■ What this task involves ■
Please pick out and copy each line in the entries below that contains the string "query".

■ Stored records ■
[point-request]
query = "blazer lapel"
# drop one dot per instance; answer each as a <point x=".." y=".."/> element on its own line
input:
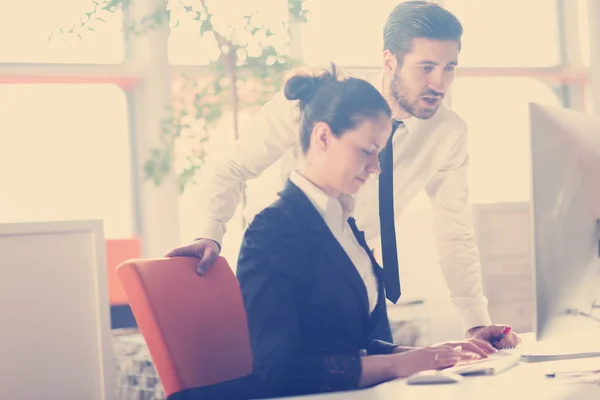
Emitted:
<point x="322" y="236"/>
* * *
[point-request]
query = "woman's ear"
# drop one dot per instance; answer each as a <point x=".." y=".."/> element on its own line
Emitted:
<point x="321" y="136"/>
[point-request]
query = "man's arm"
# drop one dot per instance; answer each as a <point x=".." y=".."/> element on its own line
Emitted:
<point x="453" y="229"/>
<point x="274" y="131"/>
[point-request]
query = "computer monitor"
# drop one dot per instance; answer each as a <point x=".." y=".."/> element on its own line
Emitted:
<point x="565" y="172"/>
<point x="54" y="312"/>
...
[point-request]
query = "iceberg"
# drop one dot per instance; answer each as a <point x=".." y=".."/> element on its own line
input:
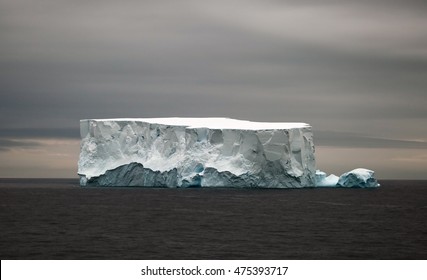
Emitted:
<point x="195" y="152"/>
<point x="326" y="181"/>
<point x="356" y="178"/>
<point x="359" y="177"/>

■ Solution to the exercise ■
query = "blazer lapel"
query = "woman's ear"
query = "man's arm"
query = "computer monitor"
query = "iceberg"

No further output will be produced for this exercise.